*** Opening of Dataset entries ***
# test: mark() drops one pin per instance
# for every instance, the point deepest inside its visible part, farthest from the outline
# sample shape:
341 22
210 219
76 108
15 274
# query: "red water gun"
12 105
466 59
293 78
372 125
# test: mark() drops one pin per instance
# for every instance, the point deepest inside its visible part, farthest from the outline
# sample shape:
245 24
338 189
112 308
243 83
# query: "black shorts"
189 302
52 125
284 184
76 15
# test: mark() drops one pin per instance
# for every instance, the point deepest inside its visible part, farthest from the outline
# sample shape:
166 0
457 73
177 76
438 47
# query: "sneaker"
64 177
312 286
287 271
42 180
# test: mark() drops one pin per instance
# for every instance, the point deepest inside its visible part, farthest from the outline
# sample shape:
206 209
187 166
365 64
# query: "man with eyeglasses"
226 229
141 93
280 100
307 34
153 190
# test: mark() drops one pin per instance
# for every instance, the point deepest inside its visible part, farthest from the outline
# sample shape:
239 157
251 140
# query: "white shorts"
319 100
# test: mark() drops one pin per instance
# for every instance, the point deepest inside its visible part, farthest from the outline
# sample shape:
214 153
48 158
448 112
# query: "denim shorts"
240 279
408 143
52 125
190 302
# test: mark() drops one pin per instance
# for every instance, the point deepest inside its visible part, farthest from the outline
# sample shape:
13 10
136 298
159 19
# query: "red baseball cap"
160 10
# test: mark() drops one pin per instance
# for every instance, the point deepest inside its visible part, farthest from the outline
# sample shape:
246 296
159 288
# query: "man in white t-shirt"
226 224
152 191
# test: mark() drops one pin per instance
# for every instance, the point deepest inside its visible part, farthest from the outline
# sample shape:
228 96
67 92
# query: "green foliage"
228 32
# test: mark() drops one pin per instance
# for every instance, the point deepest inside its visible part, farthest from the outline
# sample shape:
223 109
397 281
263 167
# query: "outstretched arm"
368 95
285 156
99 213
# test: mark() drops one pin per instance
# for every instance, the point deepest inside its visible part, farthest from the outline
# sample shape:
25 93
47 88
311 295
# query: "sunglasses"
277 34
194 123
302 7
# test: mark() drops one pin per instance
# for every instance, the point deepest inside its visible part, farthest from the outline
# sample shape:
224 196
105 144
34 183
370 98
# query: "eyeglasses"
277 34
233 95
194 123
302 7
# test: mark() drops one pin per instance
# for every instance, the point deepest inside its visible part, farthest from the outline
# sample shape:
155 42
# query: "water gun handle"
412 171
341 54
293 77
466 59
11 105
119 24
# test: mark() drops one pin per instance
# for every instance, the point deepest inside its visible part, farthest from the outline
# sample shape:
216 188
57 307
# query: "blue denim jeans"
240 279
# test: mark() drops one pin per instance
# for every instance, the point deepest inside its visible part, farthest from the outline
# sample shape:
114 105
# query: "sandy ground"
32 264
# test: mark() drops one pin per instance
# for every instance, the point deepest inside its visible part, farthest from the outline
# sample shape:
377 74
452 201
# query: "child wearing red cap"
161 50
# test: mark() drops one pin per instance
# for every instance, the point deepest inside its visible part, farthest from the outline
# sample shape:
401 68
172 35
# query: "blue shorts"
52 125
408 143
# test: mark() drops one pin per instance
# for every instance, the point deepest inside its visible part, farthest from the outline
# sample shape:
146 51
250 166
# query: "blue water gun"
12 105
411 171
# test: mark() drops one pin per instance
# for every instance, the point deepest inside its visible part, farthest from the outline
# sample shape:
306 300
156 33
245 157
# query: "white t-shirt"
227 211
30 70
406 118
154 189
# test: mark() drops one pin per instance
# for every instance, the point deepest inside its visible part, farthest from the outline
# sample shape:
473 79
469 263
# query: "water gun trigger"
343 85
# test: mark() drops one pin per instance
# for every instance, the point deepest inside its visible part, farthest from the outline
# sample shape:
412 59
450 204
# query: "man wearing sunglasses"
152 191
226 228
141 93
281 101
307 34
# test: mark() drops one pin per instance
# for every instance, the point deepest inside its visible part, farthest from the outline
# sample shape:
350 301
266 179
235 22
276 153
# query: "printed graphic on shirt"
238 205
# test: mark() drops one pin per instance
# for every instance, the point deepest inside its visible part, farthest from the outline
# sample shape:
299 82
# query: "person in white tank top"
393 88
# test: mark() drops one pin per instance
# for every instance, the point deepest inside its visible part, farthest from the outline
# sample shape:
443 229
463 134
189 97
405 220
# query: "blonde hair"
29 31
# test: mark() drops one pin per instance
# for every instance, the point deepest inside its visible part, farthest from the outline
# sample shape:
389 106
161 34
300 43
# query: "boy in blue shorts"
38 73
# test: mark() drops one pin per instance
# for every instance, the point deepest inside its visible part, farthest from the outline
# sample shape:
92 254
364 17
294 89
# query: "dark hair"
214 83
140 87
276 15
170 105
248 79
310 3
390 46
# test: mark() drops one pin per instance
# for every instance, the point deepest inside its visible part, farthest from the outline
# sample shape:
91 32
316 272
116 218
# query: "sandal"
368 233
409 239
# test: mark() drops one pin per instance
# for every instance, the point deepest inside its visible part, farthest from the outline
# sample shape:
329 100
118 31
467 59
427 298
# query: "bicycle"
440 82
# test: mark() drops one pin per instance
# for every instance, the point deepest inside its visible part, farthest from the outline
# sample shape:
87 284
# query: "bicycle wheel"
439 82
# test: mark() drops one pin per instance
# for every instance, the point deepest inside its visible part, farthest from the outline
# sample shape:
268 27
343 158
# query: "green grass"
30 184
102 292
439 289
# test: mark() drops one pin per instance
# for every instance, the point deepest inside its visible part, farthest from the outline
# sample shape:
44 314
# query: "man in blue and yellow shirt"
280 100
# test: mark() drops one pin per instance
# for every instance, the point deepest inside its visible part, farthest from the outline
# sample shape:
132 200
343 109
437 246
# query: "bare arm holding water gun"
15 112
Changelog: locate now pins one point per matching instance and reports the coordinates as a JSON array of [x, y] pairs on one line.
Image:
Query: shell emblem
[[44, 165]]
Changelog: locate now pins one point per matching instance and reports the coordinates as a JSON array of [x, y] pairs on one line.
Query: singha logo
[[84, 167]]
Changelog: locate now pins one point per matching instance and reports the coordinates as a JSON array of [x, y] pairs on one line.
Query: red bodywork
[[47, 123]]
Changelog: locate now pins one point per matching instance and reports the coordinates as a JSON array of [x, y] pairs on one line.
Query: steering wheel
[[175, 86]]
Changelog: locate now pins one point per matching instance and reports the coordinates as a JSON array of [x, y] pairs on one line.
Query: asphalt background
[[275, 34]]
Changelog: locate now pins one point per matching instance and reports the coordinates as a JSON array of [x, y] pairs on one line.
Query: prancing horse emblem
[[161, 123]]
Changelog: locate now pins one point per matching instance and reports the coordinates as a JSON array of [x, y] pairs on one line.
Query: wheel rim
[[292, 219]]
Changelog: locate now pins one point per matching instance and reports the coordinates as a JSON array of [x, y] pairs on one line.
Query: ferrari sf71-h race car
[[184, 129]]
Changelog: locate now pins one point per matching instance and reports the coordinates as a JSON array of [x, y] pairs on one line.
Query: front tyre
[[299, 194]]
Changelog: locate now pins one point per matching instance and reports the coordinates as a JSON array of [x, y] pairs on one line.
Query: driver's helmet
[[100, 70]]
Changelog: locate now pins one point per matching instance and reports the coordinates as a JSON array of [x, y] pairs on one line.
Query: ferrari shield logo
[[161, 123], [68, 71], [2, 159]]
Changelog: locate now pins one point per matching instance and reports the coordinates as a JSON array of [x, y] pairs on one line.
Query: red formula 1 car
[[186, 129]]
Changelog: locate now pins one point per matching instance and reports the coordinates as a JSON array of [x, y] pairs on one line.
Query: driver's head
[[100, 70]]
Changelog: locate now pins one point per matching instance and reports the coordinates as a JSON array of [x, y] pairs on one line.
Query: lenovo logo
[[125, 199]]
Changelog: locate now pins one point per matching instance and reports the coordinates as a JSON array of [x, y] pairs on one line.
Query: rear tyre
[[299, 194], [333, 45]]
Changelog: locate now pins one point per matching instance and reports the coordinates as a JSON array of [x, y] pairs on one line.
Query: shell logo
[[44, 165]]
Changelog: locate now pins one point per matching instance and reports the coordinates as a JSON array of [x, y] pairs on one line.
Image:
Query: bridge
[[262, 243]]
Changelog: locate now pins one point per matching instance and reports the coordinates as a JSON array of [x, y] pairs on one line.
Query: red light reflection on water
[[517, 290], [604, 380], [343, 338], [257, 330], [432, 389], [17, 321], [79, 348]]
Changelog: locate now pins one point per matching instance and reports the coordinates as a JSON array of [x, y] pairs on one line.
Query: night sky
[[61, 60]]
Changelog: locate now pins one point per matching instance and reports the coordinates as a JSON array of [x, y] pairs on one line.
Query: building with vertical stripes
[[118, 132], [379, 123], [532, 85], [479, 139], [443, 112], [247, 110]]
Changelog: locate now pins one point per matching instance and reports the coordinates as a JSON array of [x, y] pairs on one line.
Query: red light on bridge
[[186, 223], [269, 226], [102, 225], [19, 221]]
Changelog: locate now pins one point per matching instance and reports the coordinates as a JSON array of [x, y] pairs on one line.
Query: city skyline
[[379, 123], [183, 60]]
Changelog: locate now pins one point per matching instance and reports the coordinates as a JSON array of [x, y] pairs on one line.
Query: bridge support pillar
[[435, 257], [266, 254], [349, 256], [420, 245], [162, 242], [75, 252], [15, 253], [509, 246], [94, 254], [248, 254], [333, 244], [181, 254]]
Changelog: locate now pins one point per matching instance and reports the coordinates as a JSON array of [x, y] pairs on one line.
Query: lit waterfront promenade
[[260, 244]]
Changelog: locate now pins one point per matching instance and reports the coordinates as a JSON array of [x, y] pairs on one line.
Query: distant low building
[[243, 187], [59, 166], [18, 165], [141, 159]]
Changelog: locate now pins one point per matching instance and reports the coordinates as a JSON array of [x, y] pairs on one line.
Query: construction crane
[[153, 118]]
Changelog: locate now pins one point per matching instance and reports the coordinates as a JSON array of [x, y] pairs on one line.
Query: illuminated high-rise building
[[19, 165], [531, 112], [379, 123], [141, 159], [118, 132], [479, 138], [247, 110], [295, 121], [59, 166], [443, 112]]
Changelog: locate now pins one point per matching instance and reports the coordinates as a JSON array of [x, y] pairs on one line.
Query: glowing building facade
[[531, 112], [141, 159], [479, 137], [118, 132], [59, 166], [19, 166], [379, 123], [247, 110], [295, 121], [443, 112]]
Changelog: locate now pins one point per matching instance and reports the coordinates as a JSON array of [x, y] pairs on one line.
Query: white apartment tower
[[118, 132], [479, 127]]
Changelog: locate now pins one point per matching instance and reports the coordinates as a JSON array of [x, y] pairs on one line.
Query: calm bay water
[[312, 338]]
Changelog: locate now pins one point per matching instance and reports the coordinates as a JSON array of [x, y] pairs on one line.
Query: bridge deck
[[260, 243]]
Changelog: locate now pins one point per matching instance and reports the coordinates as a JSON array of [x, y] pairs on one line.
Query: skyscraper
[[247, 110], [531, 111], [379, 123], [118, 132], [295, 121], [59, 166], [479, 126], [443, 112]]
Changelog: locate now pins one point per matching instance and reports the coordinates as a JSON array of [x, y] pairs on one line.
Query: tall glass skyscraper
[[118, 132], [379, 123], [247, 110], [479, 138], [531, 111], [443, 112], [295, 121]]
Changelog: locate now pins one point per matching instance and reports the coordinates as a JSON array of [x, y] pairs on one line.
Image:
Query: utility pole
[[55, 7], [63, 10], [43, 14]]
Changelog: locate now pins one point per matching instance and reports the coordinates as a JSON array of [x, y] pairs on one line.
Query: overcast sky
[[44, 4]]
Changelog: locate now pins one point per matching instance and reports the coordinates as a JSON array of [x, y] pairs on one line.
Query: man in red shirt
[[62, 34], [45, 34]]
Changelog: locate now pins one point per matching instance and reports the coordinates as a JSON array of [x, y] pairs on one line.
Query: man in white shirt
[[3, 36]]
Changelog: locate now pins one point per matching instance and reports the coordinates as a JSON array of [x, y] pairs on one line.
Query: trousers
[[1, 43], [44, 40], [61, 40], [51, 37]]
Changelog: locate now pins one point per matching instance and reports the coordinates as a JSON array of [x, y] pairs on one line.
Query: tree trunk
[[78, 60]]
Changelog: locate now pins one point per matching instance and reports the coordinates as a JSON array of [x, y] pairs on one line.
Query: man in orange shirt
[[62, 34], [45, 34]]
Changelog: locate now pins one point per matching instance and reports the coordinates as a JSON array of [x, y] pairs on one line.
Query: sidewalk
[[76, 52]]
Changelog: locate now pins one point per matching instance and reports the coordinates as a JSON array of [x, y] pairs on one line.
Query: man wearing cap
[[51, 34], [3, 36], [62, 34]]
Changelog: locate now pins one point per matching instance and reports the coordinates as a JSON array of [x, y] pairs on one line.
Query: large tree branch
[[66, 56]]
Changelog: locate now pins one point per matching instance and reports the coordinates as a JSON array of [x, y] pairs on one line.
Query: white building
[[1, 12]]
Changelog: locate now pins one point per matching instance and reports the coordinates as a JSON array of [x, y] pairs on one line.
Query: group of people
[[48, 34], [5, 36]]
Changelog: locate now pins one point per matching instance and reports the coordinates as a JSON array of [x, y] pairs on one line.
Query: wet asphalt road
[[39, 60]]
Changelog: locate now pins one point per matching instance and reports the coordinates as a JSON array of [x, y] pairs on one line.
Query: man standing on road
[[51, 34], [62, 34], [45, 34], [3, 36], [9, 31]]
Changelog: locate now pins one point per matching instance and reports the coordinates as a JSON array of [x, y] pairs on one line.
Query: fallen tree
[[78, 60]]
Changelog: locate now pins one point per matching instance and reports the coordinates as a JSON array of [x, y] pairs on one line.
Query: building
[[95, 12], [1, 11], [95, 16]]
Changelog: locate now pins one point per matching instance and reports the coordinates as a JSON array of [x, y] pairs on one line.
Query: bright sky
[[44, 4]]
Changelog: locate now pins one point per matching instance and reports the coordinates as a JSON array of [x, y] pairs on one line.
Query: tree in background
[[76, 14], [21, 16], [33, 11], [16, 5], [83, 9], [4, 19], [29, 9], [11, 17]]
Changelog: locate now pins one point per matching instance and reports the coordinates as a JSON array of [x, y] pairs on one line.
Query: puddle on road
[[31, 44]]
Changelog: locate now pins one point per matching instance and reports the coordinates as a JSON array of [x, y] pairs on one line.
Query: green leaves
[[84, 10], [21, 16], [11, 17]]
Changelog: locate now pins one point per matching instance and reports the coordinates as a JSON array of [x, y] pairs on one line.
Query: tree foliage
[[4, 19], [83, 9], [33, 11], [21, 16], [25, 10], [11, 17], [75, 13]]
*** Close of Dataset entries ***
Each line, starting with the one that holds "Query: man standing on road" and ending with the last line of the listing, is to be restated exactly.

Query: man standing on road
[[51, 34], [62, 34], [45, 34], [3, 36], [9, 31]]
Changelog: locate now pins one point per matching instance and reports the coordinates as a JSON array of [x, y] pairs on one line.
Query: fallen tree
[[78, 60]]
Changelog: locate now pins one point per matching instance and reports the coordinates as a JSON array of [x, y] pairs on one line.
Query: building
[[95, 12], [1, 11], [95, 16]]
Changelog: locate now pins one point per matching instance and reports the coordinates as a JSON array of [x, y] pairs on one line.
Query: bright sky
[[44, 4]]
Changelog: locate now pins one point per matching instance and reports the coordinates as a JSON array of [x, y] pairs on one line.
Query: tree in background
[[76, 14], [21, 16], [33, 11], [16, 5], [83, 9], [4, 19], [29, 9], [11, 17]]
Changelog: locate now pins one point per matching instance and reports the coordinates as a JSON array of [x, y] pairs on one line.
Query: puddle on road
[[31, 44]]
Changelog: locate now pins one point per matching instance and reports the coordinates as a JSON array of [x, y] pairs on one line.
Query: green leaves
[[84, 10], [21, 16], [11, 17]]
Changelog: locate now pins one point per matching instance and reports the coordinates as a JSON array of [x, y] pairs on one line.
Query: tree foliage
[[4, 19], [83, 9], [33, 11], [21, 16], [25, 10], [11, 17], [75, 13]]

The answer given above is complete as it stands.